=== Excerpt provided ===

The General Heading of Progress
Want to take three sides
Want to take two
Afraid to take one side
Afraid to be true
– Natalie Farr, “Wild Rivers”, from In Your Sleep (CD, 1993)
Imagine you are a moviegoer back in 1960, trying to settle into Wild River. This may not have been an easy task for most viewers. Within its first three-and-a-half minutes, it has already presented us with an astonishing richness of different materials.
It begins conventionally enough, with Twentieth Century Fox’s proclamation of the CinemaScope format and a Technicolor blue backdrop for the announcement (in bright yellow lettering) of the film’s title and its principal star, Montgomery Clift. But what is that sad trumpet on the soundtrack? It sails all alone until, eventually, a few guitar chords and a subdued orchestra kick in. And suddenly – before the musical theme has properly or neatly resolved itself – we are into what seems to be newsreel footage, in black and white, of the historic Tennessee River floods; a recounting of one man’s heartbreaking loss of family members; and, finally, an outline (in detached, voice-of-god narration) of the governmental response to this crisis: the creation of the Tennessee Valley Authority (TVA) in 1933, authorised to buy up and redevelop all the land within a particular radius.
Yet this documentary passage is itself an emotionally charged fragment, as intense and melodramatic as anything to follow in the film’s fiction. And already there is some foreshadowing of the elements of that fiction: establishing images (now in colour) of the landscape of Garthville intercut with Chuck (Clift) approaching in a plane. The narration (which will not reappear in the film) cues us, as well, to the premise of the drama: the resistance of some ‘old timers’ to giving up their land for the sake of Theodore Roosevelt’s grand plan of American renewal.
The central figure of this resistance in Wild River is Ella Garth (Jo Van Fleet, playing a part much older than her 45 years), stern matriarch to not only her own family but, seemingly, the entire community of Garthville. Arriving at the local TVA office, Chuck is warned by a sanguine work associate (played by Kazan’s wife, Barbara Loden, later the director of Wanda in 1970) that convincing Ella to sell will not be easy.

=== Data records ===

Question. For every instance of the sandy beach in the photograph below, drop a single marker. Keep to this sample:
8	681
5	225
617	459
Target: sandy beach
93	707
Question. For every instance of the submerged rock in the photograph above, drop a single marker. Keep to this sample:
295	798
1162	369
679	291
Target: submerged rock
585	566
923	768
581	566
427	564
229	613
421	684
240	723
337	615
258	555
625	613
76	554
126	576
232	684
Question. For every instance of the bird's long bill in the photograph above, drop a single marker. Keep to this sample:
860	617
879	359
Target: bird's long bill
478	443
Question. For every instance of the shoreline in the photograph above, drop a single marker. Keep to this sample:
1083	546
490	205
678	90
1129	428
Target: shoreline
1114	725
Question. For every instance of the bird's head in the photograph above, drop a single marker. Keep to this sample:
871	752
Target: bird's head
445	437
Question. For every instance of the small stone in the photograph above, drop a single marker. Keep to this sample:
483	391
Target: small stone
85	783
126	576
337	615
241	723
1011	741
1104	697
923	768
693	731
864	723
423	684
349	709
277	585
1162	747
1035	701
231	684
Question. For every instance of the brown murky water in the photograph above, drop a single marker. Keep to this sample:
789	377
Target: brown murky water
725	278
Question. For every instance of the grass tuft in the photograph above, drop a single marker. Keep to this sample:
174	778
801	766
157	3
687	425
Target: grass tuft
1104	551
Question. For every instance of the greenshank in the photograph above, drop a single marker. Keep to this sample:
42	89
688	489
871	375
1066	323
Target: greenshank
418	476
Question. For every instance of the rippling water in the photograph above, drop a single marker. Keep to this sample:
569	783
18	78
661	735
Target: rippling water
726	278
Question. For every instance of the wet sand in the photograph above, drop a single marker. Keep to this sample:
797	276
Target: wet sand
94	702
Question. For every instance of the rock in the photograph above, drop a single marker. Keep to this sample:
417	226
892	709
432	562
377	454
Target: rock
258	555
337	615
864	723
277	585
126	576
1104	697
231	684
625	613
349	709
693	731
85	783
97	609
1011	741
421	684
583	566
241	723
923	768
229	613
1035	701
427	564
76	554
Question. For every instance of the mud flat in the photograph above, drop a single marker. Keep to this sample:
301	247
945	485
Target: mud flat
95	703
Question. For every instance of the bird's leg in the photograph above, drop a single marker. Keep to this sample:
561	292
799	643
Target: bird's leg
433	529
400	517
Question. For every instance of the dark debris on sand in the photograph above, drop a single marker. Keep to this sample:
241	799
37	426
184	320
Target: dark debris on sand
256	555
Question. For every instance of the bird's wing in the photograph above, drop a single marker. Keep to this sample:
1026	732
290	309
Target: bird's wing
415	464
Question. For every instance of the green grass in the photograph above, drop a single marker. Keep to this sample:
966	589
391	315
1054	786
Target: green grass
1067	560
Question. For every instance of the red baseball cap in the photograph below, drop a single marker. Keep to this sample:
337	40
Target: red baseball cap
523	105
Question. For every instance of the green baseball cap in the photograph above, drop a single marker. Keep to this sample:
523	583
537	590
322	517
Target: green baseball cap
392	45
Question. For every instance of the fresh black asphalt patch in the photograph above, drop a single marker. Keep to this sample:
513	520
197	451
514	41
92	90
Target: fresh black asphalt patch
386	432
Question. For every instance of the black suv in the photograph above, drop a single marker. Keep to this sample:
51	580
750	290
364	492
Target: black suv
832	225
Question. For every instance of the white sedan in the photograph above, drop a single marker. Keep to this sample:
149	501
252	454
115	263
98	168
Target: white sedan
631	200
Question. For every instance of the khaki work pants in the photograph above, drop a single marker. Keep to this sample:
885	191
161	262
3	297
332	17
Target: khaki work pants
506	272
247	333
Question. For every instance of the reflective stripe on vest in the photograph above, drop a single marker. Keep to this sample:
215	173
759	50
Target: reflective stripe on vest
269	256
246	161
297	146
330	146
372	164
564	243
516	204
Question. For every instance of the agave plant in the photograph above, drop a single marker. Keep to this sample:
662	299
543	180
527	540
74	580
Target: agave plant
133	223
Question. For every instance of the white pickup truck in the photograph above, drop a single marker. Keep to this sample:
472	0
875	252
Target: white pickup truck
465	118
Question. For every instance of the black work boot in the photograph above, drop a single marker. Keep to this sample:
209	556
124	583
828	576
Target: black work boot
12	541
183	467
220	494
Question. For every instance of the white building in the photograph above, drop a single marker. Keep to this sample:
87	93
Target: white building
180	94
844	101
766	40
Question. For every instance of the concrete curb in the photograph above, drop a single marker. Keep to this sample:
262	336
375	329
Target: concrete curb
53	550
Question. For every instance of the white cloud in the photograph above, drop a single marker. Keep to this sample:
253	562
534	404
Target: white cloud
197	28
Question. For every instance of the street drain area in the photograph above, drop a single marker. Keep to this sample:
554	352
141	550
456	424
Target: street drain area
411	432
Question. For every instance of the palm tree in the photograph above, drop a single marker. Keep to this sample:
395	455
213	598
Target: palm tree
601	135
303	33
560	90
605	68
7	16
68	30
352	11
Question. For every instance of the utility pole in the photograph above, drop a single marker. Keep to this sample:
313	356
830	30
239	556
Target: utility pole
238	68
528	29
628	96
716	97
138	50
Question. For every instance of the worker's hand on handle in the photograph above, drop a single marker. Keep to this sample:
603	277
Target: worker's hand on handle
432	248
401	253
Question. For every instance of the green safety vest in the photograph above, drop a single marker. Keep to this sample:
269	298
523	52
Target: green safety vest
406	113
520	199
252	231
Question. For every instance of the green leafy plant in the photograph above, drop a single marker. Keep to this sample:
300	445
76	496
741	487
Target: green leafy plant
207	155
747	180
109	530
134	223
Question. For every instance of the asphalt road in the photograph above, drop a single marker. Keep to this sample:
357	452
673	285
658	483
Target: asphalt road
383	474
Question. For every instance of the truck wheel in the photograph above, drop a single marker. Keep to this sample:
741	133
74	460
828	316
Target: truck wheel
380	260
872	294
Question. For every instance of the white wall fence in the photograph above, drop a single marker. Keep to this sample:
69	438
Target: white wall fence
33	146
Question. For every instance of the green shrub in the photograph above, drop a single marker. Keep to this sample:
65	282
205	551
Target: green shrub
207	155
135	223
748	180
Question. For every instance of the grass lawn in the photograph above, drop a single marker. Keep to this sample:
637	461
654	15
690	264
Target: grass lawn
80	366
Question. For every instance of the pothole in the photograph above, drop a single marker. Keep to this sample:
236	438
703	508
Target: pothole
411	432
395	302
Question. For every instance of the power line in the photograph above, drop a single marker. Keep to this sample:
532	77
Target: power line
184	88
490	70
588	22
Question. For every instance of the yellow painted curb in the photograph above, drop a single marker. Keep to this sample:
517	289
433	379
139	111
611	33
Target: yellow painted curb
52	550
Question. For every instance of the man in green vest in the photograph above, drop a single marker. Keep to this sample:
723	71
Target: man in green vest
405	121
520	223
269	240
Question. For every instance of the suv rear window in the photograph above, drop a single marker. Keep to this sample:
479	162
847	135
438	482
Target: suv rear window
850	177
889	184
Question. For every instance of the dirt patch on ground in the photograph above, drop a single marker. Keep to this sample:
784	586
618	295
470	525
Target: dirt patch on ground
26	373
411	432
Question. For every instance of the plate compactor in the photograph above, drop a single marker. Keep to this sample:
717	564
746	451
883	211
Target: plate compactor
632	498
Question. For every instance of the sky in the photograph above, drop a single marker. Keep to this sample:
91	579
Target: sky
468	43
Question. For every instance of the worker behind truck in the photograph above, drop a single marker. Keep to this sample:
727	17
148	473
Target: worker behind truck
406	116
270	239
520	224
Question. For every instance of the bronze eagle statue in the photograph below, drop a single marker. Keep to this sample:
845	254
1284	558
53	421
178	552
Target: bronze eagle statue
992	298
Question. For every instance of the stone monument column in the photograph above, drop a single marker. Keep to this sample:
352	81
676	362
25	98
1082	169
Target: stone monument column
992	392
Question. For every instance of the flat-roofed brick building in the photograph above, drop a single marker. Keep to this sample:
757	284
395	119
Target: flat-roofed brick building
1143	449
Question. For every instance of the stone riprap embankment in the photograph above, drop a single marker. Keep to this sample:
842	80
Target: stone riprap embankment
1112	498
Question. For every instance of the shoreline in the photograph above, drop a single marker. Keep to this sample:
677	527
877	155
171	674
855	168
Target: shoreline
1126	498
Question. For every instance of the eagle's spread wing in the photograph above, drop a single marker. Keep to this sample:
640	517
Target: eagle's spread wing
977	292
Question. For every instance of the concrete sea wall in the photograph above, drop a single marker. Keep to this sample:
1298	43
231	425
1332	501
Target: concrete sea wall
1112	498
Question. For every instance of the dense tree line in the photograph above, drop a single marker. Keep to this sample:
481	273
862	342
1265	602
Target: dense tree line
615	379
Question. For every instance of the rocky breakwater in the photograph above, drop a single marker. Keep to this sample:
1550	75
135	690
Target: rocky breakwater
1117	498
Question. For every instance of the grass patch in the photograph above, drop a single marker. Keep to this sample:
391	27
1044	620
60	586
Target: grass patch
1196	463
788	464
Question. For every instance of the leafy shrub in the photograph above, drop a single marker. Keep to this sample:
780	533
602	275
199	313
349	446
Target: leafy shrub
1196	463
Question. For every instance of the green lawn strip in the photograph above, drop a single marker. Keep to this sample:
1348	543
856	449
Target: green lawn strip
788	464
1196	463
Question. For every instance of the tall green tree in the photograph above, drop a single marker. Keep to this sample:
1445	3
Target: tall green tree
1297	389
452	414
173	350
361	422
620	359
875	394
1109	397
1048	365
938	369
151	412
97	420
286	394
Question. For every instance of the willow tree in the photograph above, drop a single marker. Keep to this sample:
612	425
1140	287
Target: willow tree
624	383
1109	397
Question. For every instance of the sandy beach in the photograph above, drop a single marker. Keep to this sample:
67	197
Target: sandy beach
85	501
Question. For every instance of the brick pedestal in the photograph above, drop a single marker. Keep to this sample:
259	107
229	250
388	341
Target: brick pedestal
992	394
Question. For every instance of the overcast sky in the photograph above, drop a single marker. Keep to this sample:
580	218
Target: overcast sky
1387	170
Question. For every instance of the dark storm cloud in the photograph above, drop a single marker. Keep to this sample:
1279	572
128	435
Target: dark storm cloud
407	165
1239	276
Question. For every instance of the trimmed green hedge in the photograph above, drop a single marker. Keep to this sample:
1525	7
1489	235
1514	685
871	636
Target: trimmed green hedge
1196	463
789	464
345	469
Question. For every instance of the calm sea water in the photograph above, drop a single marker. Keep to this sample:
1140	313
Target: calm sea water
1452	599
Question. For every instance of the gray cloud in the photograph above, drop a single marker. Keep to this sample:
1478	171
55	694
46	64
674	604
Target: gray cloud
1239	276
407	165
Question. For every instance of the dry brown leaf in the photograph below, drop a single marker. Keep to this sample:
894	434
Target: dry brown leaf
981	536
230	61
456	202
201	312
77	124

===

* **What you need to do**:
**a)** According to the essay on Wild River, in what year was the Tennessee Valley Authority created?
**b)** Continue the essay on Wild River from its last sentence.

* **Results for the exercise**:
**a)** 1933

**b)**
Kazan shot to fame through his close, collaborative association with great dramatists – Tennessee Williams, William Inge, Budd Schulberg – and his adaptation of John Steinbeck in East of Eden (1955). The screenwriter of that last film, Paul Osborn, also did the script for Wild River; however, in this case, the source material was not a single, substantial play or novel, but elements drawn together and synthesised from two quite different novels, Dunbar’s Cove (1957) by Borden Deal, which provided the basic old-versus-new premise; and Mud on the Stars (1942) by William Bradford Huie, a largely autobiographical account which gave Kazan and Osborn much rich, behavioural detail of how a Southern clan like the Garths functioned, and its resistance to the TVA initiative.
In a 1936 documentary on the work of the TVA (viewable on YouTube), the problems of the Tennessee Valley in that period are described as the “problems of America” itself. And, even in this official, informational context, such problems, as they are inventoried, run a gamut from natural phenomena (floods, soil erosion) to social issues (in particular, poverty – with the documentary footage lingering on the homes and farms abandoned by their owners).
This is doubtless what profoundly attracted Elia Kazan to the project: its fierce, tightly enmeshed mix of the personal and the political, governmental edicts and family law, progressive individuals (such as Chuck) and conservative communities. Kazan and his collaborators dramatised this mixture of small and large, intimate and social contexts, in the best and most vivid way they knew how: in a love story involving Chuck and Carol (Lee Remick in only her fifth major screen role, and her second for Kazan after A Face in the Crowd in 1957), who is Ella’s granddaughter – and, at first, merely a silent embodiment of this Southern status quo.
But there is nothing sickly sentimental or symbolically schematic about the star-crossed love match between Carol and Chuck: it registers, still today, as one of the most profoundly erotic encounters in cinema.
Many critics and scholars today speak of the distinction between fiction cinema and the essay film – a very knowing, self-conscious variant on traditional documentary. Wild River is one of those masterpieces that powerfully remind us that even the most seemingly classical Hollywood narrative is also and equally constructed as an essay: a dramatic essay, an essay unfolded in the moves and actions of the plot.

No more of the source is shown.